◆ **Work to complete**
Count the lines in the records that contain the word "green", and give only that number.
---+---
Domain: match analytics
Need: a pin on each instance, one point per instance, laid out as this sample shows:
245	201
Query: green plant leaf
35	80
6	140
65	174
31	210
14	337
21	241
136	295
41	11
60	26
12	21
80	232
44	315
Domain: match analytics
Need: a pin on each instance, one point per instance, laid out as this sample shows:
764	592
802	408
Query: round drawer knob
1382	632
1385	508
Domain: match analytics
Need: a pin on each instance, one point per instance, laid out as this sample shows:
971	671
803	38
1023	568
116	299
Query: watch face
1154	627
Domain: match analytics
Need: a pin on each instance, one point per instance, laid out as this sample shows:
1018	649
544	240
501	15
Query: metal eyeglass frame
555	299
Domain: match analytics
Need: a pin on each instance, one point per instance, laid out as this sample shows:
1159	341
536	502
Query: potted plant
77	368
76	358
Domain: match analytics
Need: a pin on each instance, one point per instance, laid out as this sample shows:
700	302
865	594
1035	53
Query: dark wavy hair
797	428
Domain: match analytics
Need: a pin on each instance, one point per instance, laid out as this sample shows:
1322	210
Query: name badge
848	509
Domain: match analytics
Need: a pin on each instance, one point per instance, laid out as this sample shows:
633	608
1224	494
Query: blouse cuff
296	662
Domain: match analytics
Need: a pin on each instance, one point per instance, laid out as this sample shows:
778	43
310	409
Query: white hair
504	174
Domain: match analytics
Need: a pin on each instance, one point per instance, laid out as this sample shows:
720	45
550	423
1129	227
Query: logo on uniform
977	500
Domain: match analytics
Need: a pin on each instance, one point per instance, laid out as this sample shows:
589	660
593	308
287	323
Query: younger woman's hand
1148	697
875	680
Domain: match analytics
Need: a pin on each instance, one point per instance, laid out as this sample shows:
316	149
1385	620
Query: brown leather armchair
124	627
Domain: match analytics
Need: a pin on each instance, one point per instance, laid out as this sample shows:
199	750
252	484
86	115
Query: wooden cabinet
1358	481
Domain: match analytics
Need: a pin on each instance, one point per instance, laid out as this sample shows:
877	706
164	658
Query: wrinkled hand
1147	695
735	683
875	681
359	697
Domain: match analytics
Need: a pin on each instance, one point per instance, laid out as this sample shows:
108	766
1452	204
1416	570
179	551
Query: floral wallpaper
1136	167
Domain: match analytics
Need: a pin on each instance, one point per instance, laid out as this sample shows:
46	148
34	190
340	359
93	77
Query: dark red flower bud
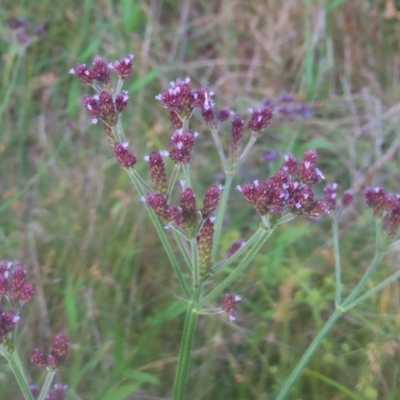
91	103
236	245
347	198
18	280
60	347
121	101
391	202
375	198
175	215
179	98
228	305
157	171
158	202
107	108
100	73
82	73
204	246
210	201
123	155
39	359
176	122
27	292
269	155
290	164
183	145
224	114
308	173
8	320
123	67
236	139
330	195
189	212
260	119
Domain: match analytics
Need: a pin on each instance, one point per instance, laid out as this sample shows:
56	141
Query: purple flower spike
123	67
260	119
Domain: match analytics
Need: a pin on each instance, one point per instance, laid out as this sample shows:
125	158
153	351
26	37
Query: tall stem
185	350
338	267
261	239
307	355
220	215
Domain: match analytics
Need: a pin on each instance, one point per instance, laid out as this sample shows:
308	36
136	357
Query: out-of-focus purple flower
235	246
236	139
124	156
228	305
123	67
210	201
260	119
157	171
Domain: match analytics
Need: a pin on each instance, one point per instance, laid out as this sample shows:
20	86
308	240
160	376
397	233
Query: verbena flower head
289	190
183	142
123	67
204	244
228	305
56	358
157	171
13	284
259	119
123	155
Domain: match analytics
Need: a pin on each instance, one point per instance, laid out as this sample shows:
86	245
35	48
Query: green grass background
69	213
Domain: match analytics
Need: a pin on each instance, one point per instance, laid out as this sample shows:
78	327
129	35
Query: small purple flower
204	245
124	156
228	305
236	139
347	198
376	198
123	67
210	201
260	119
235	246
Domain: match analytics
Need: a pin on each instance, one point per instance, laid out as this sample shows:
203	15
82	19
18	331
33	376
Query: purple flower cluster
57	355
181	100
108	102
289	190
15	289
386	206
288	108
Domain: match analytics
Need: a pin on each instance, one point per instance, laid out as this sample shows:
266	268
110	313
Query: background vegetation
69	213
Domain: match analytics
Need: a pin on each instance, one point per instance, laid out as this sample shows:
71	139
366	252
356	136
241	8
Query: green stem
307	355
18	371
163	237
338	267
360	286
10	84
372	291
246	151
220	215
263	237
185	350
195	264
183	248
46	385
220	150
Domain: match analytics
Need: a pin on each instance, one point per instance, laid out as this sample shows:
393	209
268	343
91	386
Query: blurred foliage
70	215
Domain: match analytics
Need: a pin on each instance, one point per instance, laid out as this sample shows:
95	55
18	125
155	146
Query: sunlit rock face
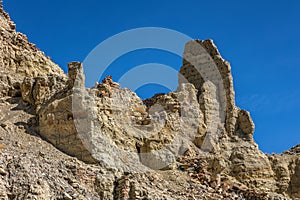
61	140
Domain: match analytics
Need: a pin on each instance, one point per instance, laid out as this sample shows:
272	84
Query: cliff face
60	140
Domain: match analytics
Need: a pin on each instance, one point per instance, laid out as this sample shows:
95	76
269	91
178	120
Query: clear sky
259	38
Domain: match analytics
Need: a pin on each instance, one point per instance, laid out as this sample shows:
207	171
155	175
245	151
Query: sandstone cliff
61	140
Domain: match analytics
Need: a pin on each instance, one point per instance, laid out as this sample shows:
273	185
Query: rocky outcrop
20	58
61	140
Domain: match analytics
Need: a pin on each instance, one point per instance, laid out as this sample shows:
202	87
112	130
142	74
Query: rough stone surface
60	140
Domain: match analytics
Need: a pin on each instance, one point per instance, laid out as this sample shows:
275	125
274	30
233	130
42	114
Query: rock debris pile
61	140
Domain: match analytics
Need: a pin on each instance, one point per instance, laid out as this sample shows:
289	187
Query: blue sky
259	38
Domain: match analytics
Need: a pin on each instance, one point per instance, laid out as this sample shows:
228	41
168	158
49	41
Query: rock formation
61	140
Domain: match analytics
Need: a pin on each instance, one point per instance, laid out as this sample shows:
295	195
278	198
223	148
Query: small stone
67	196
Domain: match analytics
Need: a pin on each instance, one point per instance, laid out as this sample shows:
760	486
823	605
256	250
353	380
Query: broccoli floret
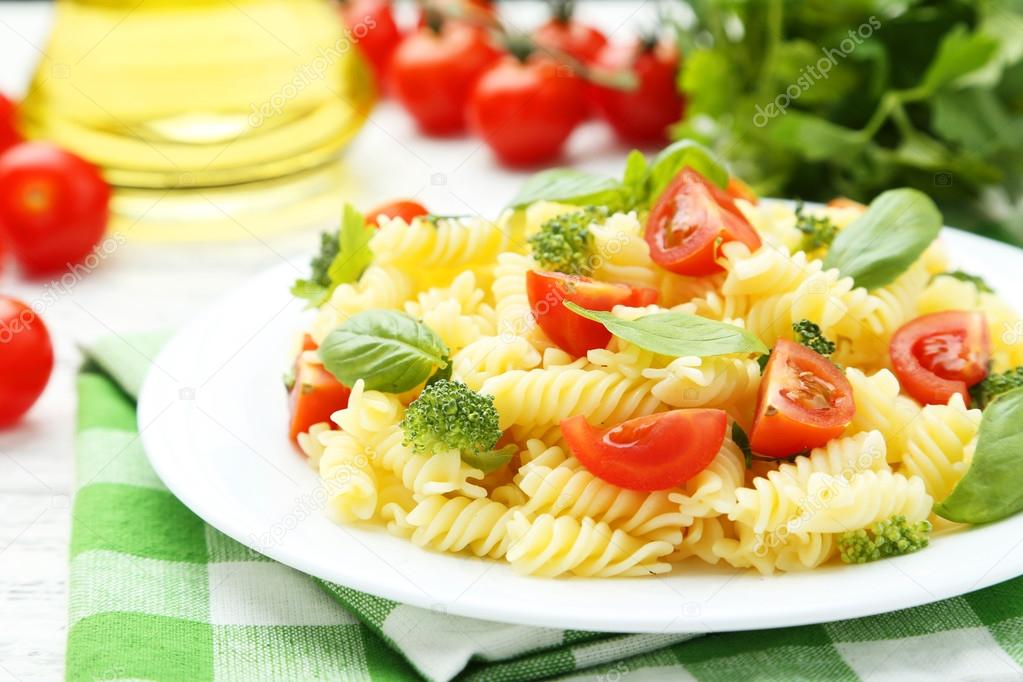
---+---
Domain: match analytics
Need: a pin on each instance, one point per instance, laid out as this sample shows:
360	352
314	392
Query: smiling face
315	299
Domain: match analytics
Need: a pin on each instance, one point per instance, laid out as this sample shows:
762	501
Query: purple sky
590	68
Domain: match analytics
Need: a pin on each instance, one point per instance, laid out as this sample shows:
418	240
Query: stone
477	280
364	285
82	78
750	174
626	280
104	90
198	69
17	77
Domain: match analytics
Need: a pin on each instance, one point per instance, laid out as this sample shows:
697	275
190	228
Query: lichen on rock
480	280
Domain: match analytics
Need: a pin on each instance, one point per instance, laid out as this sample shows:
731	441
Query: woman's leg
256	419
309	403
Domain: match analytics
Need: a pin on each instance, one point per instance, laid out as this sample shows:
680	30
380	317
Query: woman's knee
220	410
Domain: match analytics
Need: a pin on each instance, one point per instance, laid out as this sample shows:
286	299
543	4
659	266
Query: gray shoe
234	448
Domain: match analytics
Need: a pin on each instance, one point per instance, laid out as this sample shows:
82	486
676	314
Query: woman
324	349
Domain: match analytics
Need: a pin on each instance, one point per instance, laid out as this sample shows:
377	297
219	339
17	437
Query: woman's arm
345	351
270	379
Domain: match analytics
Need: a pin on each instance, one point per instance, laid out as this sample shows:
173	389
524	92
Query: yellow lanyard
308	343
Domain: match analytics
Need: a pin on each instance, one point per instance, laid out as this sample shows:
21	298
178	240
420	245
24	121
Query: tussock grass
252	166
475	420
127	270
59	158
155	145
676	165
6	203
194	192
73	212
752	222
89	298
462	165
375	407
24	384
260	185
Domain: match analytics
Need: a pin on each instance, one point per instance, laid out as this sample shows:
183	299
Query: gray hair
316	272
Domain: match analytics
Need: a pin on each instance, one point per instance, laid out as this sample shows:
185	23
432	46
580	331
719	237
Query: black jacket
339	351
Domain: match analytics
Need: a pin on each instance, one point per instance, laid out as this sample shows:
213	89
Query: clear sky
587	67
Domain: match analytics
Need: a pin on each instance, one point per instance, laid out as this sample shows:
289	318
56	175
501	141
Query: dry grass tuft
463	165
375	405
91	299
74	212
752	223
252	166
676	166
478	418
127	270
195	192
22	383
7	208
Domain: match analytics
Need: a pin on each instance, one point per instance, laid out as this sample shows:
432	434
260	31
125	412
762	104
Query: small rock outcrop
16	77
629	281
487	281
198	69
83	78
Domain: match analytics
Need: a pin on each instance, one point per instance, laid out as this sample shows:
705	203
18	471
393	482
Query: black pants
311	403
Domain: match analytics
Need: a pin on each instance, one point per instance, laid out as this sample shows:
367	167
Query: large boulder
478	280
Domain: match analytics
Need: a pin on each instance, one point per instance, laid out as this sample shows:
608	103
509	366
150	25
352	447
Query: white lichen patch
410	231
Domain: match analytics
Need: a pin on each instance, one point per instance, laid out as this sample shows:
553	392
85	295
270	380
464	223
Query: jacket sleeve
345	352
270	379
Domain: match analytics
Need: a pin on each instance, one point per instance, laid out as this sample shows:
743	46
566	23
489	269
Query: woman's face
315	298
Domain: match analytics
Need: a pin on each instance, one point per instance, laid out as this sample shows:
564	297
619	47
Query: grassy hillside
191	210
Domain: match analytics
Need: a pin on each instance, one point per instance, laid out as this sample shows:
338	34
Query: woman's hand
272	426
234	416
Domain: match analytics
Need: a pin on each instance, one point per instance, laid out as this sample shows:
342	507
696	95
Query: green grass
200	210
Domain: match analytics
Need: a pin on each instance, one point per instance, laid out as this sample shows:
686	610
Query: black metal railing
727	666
---+---
◆ **Solution to the exercise**
4